==== EXCERPTED DATA
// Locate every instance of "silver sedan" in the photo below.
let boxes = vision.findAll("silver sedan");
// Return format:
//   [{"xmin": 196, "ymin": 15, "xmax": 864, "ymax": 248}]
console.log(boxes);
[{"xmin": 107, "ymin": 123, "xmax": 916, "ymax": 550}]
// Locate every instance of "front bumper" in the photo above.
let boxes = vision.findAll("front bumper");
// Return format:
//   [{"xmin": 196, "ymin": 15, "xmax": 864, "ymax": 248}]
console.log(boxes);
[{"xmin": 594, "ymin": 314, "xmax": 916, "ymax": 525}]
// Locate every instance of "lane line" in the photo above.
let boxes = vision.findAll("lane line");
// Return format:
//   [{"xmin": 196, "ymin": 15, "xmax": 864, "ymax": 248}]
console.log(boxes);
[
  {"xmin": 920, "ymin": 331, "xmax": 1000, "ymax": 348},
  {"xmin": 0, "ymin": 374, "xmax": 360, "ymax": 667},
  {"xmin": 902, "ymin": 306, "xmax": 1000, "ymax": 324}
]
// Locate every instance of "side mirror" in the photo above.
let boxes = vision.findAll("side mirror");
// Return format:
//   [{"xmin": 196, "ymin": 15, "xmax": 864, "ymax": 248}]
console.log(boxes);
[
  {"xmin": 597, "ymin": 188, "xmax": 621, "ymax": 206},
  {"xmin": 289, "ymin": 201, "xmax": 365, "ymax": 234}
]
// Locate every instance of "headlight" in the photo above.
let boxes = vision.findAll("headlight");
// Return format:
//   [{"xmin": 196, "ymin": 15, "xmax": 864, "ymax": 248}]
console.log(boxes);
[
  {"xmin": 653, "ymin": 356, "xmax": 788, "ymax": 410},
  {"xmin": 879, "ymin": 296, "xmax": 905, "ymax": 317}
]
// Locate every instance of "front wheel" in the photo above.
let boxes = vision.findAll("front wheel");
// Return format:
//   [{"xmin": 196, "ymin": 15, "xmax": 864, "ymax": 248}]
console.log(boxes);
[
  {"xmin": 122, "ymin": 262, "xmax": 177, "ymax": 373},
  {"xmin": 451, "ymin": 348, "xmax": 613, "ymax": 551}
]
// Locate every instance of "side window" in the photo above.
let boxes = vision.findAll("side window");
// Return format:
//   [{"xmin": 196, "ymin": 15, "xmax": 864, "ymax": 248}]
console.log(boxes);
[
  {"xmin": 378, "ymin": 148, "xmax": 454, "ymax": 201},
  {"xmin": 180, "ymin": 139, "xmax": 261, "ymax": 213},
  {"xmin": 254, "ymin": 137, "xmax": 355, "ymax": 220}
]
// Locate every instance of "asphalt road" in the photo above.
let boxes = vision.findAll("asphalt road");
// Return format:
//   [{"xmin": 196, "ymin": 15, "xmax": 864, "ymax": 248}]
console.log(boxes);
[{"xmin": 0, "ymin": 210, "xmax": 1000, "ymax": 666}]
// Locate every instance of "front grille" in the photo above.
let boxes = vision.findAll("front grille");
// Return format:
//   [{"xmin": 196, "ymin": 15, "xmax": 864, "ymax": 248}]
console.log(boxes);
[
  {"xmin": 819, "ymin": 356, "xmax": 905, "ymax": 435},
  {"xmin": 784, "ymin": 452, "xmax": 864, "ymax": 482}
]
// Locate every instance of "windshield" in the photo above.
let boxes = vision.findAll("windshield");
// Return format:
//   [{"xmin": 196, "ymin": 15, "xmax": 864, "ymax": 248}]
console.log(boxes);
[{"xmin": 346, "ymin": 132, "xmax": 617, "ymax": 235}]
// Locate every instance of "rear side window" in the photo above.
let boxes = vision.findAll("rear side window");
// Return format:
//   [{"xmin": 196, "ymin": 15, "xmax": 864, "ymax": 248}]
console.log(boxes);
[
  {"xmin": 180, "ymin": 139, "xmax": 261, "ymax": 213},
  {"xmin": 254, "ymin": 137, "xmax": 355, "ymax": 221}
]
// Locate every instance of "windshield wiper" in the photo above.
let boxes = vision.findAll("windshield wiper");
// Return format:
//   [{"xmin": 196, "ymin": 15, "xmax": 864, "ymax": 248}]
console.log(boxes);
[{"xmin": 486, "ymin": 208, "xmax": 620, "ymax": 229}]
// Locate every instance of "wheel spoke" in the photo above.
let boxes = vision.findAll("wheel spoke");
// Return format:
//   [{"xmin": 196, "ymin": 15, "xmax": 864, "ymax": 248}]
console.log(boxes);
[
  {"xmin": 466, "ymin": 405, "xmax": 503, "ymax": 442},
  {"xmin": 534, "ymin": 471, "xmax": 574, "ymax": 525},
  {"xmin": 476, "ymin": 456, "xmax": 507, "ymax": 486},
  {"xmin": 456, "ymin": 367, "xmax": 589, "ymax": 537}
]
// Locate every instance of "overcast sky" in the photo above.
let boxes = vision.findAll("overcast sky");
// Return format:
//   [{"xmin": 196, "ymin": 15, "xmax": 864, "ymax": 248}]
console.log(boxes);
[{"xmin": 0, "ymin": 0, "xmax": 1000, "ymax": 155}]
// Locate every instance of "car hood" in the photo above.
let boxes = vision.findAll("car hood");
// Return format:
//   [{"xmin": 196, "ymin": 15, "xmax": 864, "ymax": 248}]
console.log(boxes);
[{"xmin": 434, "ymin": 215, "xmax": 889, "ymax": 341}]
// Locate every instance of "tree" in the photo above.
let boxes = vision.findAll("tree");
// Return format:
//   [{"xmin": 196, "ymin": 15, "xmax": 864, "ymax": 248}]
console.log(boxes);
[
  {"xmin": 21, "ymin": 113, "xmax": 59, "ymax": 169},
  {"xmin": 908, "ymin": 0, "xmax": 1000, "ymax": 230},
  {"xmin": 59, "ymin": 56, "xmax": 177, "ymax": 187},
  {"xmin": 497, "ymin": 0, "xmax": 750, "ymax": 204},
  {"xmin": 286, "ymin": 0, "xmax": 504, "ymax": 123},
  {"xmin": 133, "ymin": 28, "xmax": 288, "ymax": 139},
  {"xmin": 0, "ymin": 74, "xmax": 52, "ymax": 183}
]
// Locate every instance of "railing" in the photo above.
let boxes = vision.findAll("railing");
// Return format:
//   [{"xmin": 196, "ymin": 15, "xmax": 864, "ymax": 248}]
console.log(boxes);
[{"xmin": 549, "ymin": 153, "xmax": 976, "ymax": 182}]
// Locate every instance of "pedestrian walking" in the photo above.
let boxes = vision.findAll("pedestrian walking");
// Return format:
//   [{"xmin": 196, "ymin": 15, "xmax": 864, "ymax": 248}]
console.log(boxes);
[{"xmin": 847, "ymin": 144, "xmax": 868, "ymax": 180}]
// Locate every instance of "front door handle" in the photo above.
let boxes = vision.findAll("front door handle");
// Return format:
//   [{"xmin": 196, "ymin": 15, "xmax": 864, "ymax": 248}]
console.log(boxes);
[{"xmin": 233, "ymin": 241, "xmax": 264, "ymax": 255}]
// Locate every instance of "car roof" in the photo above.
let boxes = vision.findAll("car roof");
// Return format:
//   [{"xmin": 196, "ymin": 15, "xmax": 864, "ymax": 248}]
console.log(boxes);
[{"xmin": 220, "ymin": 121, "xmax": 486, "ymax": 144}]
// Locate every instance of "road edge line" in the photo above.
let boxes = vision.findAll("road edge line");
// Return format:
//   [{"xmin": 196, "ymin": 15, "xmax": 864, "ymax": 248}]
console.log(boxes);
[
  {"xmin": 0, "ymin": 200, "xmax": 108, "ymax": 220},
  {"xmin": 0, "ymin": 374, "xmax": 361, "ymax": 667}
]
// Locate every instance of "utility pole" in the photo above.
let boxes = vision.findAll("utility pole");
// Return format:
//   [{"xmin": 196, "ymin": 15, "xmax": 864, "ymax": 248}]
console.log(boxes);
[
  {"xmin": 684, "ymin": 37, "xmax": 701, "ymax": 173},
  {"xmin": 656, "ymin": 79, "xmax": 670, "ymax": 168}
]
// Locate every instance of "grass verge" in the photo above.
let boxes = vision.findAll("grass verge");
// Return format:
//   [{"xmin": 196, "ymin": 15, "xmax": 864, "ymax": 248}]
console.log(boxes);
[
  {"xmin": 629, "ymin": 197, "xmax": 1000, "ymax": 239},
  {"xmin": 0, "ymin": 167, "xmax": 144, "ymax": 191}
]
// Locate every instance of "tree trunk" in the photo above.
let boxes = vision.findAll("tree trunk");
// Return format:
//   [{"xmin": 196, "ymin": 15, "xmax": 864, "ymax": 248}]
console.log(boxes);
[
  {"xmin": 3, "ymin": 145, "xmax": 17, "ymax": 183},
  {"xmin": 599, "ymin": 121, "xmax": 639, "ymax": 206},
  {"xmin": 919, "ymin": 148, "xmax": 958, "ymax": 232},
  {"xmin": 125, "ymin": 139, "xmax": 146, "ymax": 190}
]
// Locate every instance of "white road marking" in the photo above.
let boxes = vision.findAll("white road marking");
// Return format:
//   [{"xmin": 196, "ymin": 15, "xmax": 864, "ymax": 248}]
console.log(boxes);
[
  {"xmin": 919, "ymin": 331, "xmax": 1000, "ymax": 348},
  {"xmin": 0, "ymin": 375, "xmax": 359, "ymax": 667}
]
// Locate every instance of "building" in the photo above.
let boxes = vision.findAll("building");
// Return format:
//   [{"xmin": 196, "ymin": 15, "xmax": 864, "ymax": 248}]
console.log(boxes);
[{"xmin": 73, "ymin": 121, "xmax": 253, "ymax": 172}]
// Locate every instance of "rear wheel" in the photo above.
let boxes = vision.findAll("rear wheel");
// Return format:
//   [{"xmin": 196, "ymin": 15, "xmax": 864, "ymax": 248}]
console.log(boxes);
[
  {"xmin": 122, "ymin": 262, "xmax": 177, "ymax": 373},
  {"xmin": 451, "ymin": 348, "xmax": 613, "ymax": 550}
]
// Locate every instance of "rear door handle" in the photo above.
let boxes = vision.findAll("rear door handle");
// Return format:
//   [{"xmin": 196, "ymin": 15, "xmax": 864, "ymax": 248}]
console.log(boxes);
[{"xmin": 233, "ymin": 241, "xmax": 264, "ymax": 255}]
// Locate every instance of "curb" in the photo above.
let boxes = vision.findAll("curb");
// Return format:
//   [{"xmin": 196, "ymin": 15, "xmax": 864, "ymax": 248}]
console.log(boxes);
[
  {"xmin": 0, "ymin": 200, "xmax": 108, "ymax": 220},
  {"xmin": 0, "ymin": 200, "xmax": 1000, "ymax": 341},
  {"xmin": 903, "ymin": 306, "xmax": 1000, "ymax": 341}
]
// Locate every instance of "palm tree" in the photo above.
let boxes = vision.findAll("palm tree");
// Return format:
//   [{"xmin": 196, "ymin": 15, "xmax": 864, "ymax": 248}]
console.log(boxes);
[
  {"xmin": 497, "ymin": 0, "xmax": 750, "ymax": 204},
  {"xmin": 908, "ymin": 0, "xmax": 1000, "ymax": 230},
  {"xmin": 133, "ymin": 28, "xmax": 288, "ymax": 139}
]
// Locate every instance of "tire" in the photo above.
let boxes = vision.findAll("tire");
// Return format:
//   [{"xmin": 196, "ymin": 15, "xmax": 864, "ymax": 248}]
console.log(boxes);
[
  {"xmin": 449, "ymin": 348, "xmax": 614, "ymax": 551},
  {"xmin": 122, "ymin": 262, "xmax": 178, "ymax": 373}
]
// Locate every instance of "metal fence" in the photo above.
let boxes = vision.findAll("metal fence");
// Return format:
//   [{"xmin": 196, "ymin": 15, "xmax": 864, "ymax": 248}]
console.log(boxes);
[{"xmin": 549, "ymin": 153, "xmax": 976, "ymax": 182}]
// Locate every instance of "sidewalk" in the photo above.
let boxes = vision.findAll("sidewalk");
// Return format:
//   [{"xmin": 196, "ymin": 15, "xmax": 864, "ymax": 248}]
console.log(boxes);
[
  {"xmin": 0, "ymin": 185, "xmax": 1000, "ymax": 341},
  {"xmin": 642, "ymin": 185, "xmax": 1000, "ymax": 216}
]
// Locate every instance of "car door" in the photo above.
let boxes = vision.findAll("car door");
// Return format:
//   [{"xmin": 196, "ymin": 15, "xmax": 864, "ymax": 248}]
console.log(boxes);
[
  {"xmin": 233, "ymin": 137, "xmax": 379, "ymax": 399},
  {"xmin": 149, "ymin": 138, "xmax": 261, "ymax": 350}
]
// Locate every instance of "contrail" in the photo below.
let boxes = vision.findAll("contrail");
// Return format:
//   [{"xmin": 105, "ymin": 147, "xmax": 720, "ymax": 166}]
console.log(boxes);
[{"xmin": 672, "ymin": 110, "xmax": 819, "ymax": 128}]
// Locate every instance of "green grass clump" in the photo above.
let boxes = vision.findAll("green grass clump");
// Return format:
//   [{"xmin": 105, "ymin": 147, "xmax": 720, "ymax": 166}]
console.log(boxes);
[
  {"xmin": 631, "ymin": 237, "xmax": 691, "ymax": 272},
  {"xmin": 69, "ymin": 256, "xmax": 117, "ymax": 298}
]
========
## AIM:
Find each line in the data above that contains the string "palm", and copy those lines out in full.

## EXERCISE RESPONSE:
// Locate every instance of "palm tree" in the photo above.
let boxes = vision.findAll("palm tree");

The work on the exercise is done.